[Start of section]

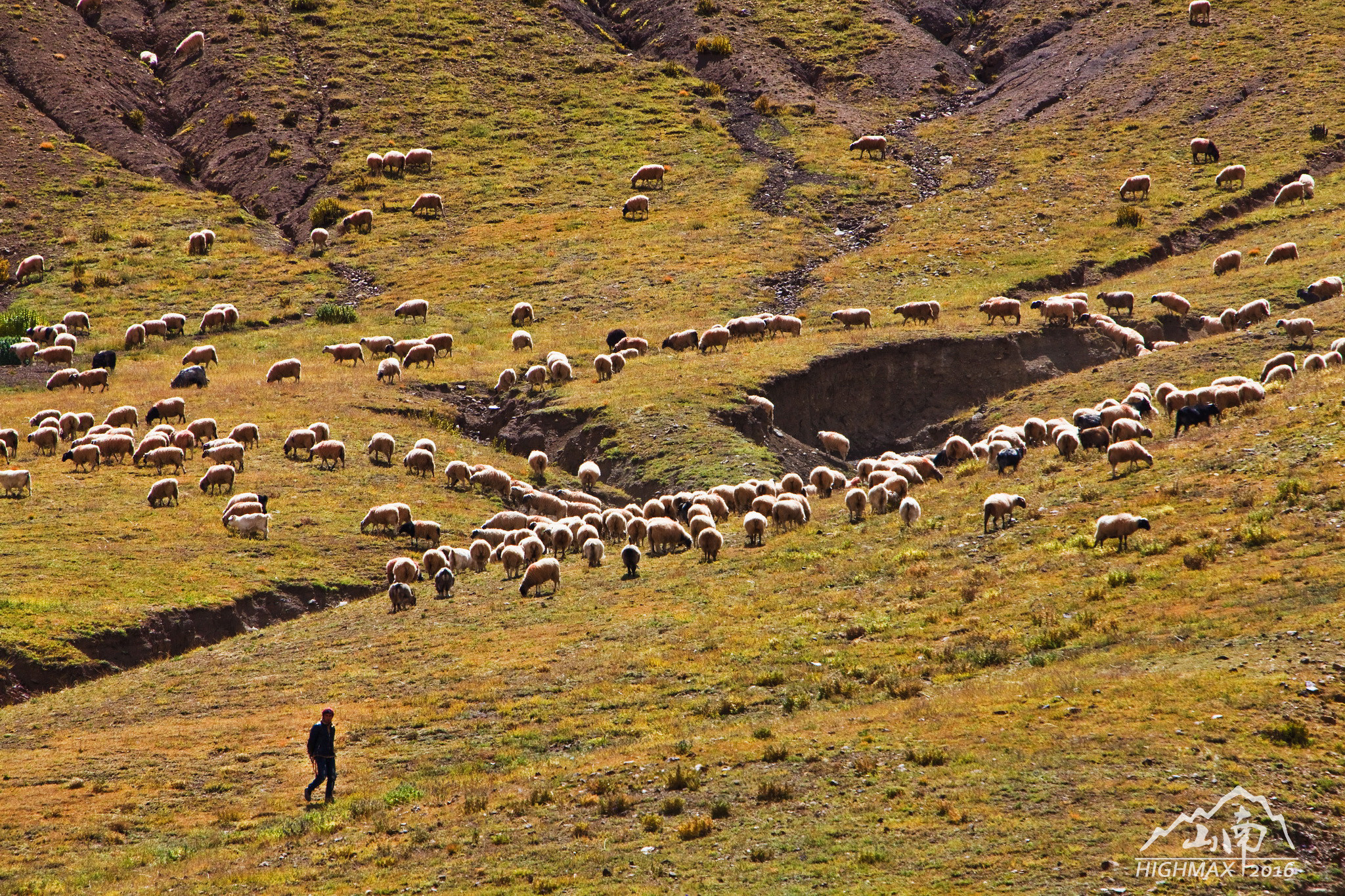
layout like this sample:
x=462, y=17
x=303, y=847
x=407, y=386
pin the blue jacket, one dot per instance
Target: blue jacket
x=322, y=740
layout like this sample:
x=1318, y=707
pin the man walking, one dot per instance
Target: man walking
x=322, y=752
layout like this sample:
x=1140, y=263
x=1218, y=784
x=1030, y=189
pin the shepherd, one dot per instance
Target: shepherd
x=322, y=753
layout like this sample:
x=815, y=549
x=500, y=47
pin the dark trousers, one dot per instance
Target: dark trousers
x=326, y=771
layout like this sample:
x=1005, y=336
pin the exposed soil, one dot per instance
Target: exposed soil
x=169, y=633
x=92, y=91
x=898, y=395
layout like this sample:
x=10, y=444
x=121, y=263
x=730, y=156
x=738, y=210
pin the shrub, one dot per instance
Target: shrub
x=326, y=213
x=774, y=792
x=695, y=828
x=1116, y=578
x=615, y=805
x=716, y=45
x=1129, y=217
x=680, y=779
x=927, y=756
x=18, y=320
x=1292, y=734
x=334, y=313
x=403, y=793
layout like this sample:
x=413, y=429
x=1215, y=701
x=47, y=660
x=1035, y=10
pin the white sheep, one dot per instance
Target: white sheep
x=1118, y=526
x=1136, y=184
x=539, y=574
x=1297, y=328
x=1000, y=507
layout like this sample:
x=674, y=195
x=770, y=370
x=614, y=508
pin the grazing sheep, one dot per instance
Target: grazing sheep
x=386, y=516
x=910, y=511
x=422, y=531
x=1297, y=328
x=1251, y=313
x=444, y=581
x=327, y=452
x=590, y=475
x=1001, y=307
x=195, y=42
x=1282, y=253
x=638, y=203
x=1009, y=458
x=85, y=456
x=639, y=344
x=1289, y=192
x=1136, y=184
x=667, y=535
x=1000, y=507
x=194, y=375
x=15, y=481
x=413, y=308
x=420, y=461
x=631, y=559
x=1227, y=263
x=345, y=352
x=428, y=203
x=1128, y=452
x=1229, y=175
x=852, y=316
x=1118, y=526
x=280, y=370
x=1056, y=309
x=871, y=144
x=162, y=492
x=1204, y=147
x=682, y=340
x=856, y=500
x=202, y=355
x=1315, y=292
x=217, y=477
x=834, y=442
x=1172, y=301
x=649, y=175
x=361, y=222
x=715, y=336
x=592, y=550
x=1196, y=414
x=420, y=355
x=537, y=461
x=401, y=597
x=539, y=574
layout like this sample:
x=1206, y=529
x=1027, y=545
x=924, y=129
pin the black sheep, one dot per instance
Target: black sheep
x=194, y=375
x=1195, y=416
x=1009, y=457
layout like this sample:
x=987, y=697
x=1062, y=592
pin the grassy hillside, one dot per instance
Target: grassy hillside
x=857, y=707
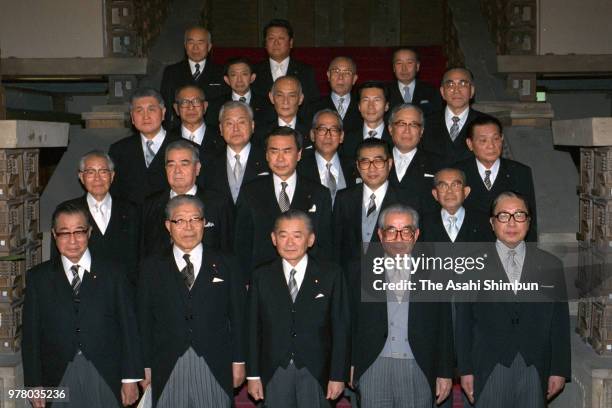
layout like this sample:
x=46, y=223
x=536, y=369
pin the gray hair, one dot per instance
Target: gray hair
x=236, y=105
x=332, y=112
x=399, y=209
x=99, y=154
x=183, y=145
x=406, y=106
x=293, y=214
x=144, y=93
x=183, y=199
x=290, y=77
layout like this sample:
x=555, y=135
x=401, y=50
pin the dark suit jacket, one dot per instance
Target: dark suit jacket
x=257, y=210
x=425, y=96
x=436, y=138
x=489, y=332
x=134, y=181
x=512, y=176
x=313, y=331
x=213, y=175
x=155, y=237
x=179, y=74
x=348, y=207
x=304, y=72
x=120, y=242
x=210, y=318
x=352, y=118
x=307, y=168
x=430, y=330
x=102, y=325
x=354, y=137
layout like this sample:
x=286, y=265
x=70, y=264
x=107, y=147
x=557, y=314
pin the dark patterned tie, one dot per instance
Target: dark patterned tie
x=188, y=273
x=76, y=281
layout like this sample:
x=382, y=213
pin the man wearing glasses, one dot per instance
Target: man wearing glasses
x=79, y=322
x=324, y=165
x=446, y=129
x=488, y=174
x=115, y=223
x=513, y=347
x=402, y=347
x=356, y=209
x=191, y=312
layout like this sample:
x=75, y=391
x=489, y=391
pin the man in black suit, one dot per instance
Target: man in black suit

[End of section]

■ **Work item**
Would you copy the lines above exactly, starting with the one that has "x=1027, y=545" and ending with the one that has "pin the dark suit", both included, without the pictures?

■ **Answer**
x=1027, y=545
x=924, y=129
pin the black sheep, one dot per instance
Target: black sheep
x=194, y=375
x=1195, y=416
x=1009, y=457
layout like this sample:
x=987, y=697
x=1062, y=592
pin the grassy hillside, one dot per instance
Target: grassy hillside
x=857, y=707
layout like this sample:
x=46, y=223
x=536, y=369
pin the gray hair, one dot per instance
Target: gray hair
x=236, y=105
x=332, y=112
x=399, y=209
x=99, y=154
x=183, y=145
x=406, y=106
x=293, y=214
x=144, y=93
x=183, y=199
x=290, y=77
layout like this sample:
x=555, y=135
x=401, y=50
pin the dark suit jacket, one dot per instance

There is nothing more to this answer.